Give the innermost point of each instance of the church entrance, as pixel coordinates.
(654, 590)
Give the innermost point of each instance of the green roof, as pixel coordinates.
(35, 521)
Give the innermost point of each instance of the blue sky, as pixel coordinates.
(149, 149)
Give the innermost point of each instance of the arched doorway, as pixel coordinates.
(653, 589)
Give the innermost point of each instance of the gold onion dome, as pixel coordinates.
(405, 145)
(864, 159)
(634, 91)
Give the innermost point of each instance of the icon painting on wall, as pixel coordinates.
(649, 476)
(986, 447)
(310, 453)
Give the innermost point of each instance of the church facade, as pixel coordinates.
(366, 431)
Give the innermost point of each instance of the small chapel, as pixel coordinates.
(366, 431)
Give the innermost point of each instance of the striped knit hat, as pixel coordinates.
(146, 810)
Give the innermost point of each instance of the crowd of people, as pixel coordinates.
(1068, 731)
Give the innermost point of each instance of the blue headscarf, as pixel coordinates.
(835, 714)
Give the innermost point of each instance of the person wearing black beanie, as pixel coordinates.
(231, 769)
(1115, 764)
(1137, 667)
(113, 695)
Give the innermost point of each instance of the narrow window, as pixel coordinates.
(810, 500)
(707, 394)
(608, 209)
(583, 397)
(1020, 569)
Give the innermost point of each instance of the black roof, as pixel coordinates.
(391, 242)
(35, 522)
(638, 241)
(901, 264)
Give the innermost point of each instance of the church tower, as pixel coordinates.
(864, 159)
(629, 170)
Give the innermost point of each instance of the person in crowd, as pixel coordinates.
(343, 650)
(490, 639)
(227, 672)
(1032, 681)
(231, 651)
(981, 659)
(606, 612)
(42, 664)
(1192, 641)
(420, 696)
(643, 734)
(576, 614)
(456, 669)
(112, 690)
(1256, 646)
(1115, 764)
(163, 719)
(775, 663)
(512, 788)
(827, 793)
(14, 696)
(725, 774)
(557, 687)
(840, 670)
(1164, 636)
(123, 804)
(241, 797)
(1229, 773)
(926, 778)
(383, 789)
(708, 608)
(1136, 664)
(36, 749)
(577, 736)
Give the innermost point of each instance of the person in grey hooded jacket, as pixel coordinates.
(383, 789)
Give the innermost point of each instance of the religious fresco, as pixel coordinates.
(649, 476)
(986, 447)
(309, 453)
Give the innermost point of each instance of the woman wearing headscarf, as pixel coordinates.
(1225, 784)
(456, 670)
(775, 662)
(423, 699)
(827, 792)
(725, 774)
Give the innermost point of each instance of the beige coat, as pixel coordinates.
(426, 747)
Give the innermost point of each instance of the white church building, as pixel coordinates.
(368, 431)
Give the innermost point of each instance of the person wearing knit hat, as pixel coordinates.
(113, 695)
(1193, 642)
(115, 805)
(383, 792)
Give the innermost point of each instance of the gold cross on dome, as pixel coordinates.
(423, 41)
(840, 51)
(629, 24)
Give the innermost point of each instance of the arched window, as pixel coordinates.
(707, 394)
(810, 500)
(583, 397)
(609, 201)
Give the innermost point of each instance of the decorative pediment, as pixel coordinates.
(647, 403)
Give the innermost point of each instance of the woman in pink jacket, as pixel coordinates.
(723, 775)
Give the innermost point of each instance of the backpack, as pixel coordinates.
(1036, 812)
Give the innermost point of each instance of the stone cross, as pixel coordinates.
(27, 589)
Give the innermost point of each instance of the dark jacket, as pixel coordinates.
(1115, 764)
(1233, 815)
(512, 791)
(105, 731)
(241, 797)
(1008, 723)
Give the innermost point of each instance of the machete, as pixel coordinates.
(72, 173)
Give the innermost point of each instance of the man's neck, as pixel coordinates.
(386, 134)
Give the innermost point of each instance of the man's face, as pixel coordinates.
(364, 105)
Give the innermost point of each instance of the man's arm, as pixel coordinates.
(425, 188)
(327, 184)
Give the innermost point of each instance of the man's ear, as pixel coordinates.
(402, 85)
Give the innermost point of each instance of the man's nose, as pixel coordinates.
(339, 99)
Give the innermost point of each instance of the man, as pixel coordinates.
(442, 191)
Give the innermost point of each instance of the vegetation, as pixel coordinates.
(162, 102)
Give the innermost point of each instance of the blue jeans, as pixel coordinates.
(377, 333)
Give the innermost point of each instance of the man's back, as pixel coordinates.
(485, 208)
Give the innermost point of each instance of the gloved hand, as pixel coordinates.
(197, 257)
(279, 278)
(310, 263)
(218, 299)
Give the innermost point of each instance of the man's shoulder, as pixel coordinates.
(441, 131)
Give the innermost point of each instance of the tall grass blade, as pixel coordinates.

• • •

- [Work order]:
Each line of the records above should be copied exactly.

- [Result for this task]:
Give the innermost point of each instance of the church entrance, as pixel coordinates.
(654, 590)
Give the innermost point of each instance of the green roof, as pixel coordinates.
(35, 521)
Give the innermost point of each instance of the blue sky, as pixel coordinates.
(149, 149)
Give the innermost point of each instance of the arched doorway, as pixel coordinates.
(653, 589)
Give the innermost point of each instance of the gold onion dome, as pixel coordinates.
(405, 145)
(864, 159)
(634, 91)
Give the innermost point of each instance of the icon painting on wall, as pixel coordinates.
(649, 476)
(986, 447)
(310, 453)
Give the innermost point of each instance of the church facade, as pixel coordinates.
(366, 431)
Give the innermost point of each instance of the small chapel, as pixel coordinates.
(366, 431)
Give the innermost point of each instance of the striped knit hat, as pixel coordinates.
(146, 810)
Give the innermost point of each instance of the crowd of people, as pixel coordinates.
(1068, 731)
Give the innermost point of each instance of the blue headscarf, as pixel coordinates.
(835, 714)
Give the innermost point of each instance of the person wearing black beanie, as pixel coordinates.
(231, 769)
(1115, 764)
(1137, 667)
(113, 695)
Give the innermost point of each instance of the narrow window, as pixel coordinates.
(810, 500)
(707, 394)
(608, 209)
(583, 397)
(1020, 569)
Give the innermost point of each instance of the black roof, as pixel coordinates.
(391, 242)
(35, 522)
(638, 241)
(901, 264)
Give the innermost point of each instance of the church tower, as pixel coordinates.
(864, 159)
(629, 170)
Give the innermost point of each instance of the person in crowd, as pixel coordinates.
(343, 650)
(490, 639)
(227, 672)
(1032, 681)
(231, 651)
(981, 659)
(606, 612)
(42, 664)
(1192, 641)
(420, 696)
(643, 734)
(576, 614)
(456, 669)
(112, 690)
(1256, 646)
(1115, 764)
(163, 719)
(775, 663)
(512, 788)
(827, 793)
(14, 696)
(725, 774)
(557, 687)
(840, 670)
(1164, 636)
(123, 804)
(241, 797)
(1229, 773)
(926, 778)
(383, 789)
(708, 608)
(1136, 664)
(36, 749)
(577, 736)
Give the innermost point of each instance of the person in grey hooded jacket, as pixel coordinates.
(383, 789)
Give the innermost point of each instance of the religious fresco, as pixel coordinates.
(649, 476)
(986, 447)
(309, 453)
Give the innermost point of each instance of the woman wearing headscarf, as pixel coordinates.
(1225, 784)
(456, 670)
(775, 662)
(423, 699)
(827, 792)
(725, 774)
Give the innermost point of each instance of the beige coat, as pixel coordinates.
(426, 747)
Give the innermost point of each instance of the white church building, as pixel coordinates.
(368, 431)
Give the innermost point of each instance of the person wearing knit hat, as pixel coordinates.
(113, 695)
(1193, 642)
(115, 805)
(383, 792)
Give the innermost point of each instance of the gold cross on dome, as pixel coordinates.
(423, 41)
(840, 51)
(629, 24)
Give the innermost point of each instance of the arched window, as pixel coordinates.
(707, 394)
(810, 500)
(583, 397)
(609, 201)
Give the innermost point of each instance of the decorative pediment, as pixel coordinates.
(647, 403)
Give the innermost point of each instance of the woman in pink jacket, as pixel coordinates.
(723, 775)
Give the innermost point of each instance of the backpack, as pixel coordinates.
(1036, 812)
Give the innermost point of each instance of the stone cross, as pixel coordinates.
(27, 589)
Give the innermost point of each instance of the dark jacket, as pixel coordinates.
(1115, 764)
(1233, 815)
(512, 791)
(105, 731)
(241, 797)
(1008, 723)
Give the innermost point of each instance of the machete, as pixel coordinates.
(72, 173)
Give the innermost point of each instance of the man's neck, as pixel coordinates.
(386, 134)
Give the innermost point of each instance of the man's face, as pixel coordinates.
(364, 105)
Give the innermost point of each instance of the man's arm, as pixel coordinates.
(425, 188)
(327, 184)
Give the innermost point of each instance of the man's ear, as pixel coordinates.
(402, 85)
Give the innermost point of each instance of the man's nose, as pixel coordinates.
(339, 99)
Give the innermost point of each instance of the man, as pixel coordinates.
(442, 191)
Give the innermost point of each instance of the vegetation, as pixel coordinates.
(162, 102)
Give the innermost point of each instance of the blue jeans, as pixel coordinates.
(377, 333)
Give the innermost point of each instance of the man's back, as pixel coordinates.
(485, 208)
Give the innermost point of each instance of the gloved hand, as pixel coordinates.
(197, 257)
(279, 278)
(310, 263)
(218, 299)
Give the innermost point of each instance of the man's shoulder, as pixel coordinates.
(441, 131)
Give the innermost point of each instance of the tall grass blade, as pixel coordinates.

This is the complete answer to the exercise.